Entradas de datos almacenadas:
-------

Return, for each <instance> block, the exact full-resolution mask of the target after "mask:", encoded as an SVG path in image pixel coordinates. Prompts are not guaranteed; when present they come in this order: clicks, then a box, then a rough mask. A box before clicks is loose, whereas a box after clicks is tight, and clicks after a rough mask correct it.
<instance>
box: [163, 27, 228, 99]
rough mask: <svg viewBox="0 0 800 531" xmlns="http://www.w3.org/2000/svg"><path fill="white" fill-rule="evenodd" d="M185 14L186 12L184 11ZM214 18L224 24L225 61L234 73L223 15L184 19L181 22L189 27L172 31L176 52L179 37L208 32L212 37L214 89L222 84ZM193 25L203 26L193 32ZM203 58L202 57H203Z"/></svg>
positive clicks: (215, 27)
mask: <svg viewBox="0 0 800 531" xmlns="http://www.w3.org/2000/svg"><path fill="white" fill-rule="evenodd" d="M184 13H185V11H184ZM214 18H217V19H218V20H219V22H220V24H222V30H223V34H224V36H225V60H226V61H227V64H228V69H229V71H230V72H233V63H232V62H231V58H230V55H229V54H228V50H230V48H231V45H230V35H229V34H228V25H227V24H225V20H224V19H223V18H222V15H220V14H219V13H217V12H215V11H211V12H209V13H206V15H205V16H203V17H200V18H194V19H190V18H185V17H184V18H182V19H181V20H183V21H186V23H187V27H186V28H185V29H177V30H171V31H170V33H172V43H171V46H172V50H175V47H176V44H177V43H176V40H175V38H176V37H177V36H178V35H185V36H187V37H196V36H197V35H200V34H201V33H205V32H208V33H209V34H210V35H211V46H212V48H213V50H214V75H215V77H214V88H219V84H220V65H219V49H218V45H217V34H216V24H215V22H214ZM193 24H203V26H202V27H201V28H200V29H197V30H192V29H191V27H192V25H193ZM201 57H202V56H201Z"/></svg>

-------

**TAREA A REALIZAR:** Expresa como tabla Markdown, con las columnas Número y Línea, las líneas del material desde el comienzo hasta la línea que contiene "positive clicks: (215, 27)", incluida esta. Omite las líneas en blanco.

**SOLUCIÓN PROPUESTA:**
| Número | Línea |
|---|---|
| 1 | Return, for each <instance> block, the exact full-resolution mask of the target after "mask:", encoded as an SVG path in image pixel coordinates. Prompts are not guaranteed; when present they come in this order: clicks, then a box, then a rough mask. A box before clicks is loose, whereas a box after clicks is tight, and clicks after a rough mask correct it. |
| 2 | <instance> |
| 3 | box: [163, 27, 228, 99] |
| 4 | rough mask: <svg viewBox="0 0 800 531" xmlns="http://www.w3.org/2000/svg"><path fill="white" fill-rule="evenodd" d="M185 14L186 12L184 11ZM214 18L224 24L225 61L234 73L223 15L184 19L181 22L189 27L172 31L176 52L179 37L208 32L212 37L214 89L222 84ZM193 25L203 26L193 32ZM203 58L202 57H203Z"/></svg> |
| 5 | positive clicks: (215, 27) |